### PROBLEM DESCRIPTION
First find the line with "Look at the photo above. For every instance of the railway" in the entries below, then set down exactly every line through the line with "Look at the photo above. For every instance of the grass", that line included.

### RECORDS

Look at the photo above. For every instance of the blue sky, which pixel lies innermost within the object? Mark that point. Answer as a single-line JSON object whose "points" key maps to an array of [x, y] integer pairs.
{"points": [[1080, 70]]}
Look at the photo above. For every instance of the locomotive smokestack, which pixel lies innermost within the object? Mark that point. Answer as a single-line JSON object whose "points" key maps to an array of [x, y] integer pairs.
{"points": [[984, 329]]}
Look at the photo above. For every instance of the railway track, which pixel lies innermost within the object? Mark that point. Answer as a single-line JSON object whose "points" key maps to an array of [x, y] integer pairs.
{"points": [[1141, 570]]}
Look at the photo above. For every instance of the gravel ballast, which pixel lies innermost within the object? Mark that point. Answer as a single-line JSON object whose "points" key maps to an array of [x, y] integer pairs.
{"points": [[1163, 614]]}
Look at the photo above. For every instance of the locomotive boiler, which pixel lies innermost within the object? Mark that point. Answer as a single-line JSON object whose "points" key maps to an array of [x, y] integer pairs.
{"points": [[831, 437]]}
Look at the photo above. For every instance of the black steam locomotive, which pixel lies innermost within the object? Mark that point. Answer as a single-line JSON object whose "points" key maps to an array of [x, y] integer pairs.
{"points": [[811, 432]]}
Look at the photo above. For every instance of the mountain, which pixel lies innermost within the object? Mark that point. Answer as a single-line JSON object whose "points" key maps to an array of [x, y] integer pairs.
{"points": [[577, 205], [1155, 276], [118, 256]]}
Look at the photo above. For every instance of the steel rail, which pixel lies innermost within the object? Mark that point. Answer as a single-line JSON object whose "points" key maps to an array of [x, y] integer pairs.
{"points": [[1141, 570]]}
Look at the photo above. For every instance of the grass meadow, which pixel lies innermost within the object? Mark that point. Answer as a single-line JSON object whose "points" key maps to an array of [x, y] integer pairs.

---

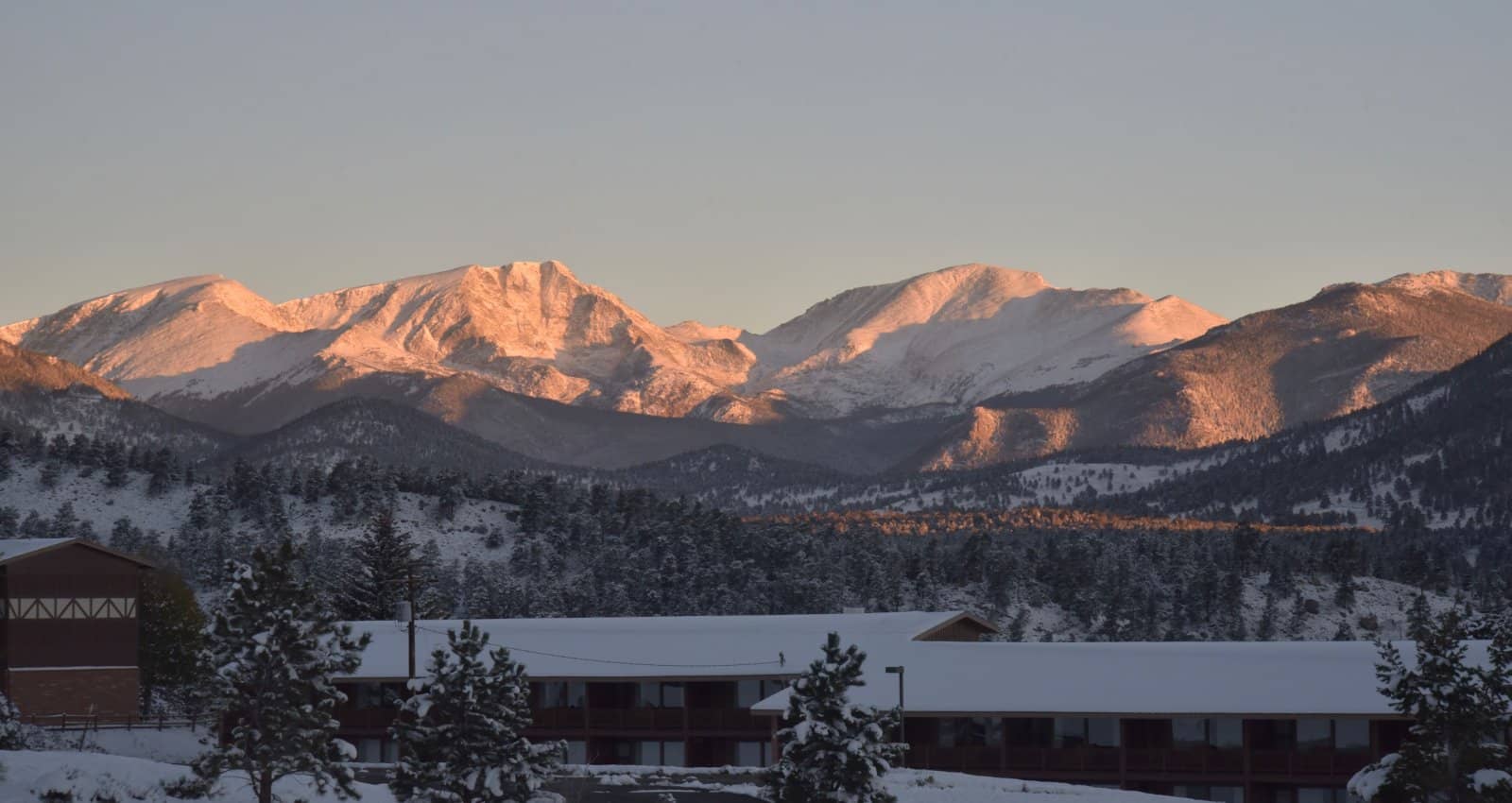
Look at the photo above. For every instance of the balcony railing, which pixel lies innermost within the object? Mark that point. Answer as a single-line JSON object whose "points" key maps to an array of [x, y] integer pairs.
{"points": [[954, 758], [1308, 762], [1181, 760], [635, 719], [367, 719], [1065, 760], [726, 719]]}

...

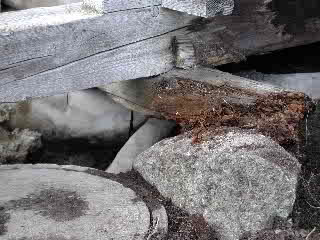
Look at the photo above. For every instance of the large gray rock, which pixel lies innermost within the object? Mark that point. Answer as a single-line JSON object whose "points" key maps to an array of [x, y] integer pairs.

### RESPONSE AREA
Look at the photo above. For every instance of the railway track, which pixel lies innermost within the object? Mark that point. Answer as a single-line JSON object whose "points" key maps to an array of [x, y] integer pairs.
{"points": [[1141, 570]]}
Look at the photo above. For every instance of the gravel ballast, which pixel lies innermost within the object? Mark that point. Answer as a single-line JSON object whose "points" key maps to an array of [x, y] integer pairs.
{"points": [[1163, 614]]}
Look at the photo above. For every instance of the locomotive boiler, which pixel lies innermost within the object? Mark that point. Answer as a single-line JSON object whose "points" key maps to an array of [x, y] integer pairs.
{"points": [[831, 437]]}
Look at the photo above. For every instance of the black steam locomotive, which pixel lies innermost within the object? Mark that point. Answer as a single-line JSON object whose "points" key maps to an array of [x, y] integer pairs.
{"points": [[811, 432]]}
Look at the photo above. For every instance of the mountain, which pixel lies innermost within the object? Mark that point. Answer as a single-line JSON object whose "points" key maps to an array of [x, y] integer pairs.
{"points": [[577, 205], [1155, 276], [118, 256]]}
Look at the photo above. For every instance of the steel rail, which pixel lies innermost within the object? Mark that point. Answer as a single-line JSON object whose "points" key maps to an array of [x, y] integer pairs.
{"points": [[1141, 570]]}
Look at the photo above. For every instance of the grass meadow, which pixel lies innermost within the object? Mark that point. Answer as a single-line JSON object whose "points" key maps to an array of [x, y] integer pairs.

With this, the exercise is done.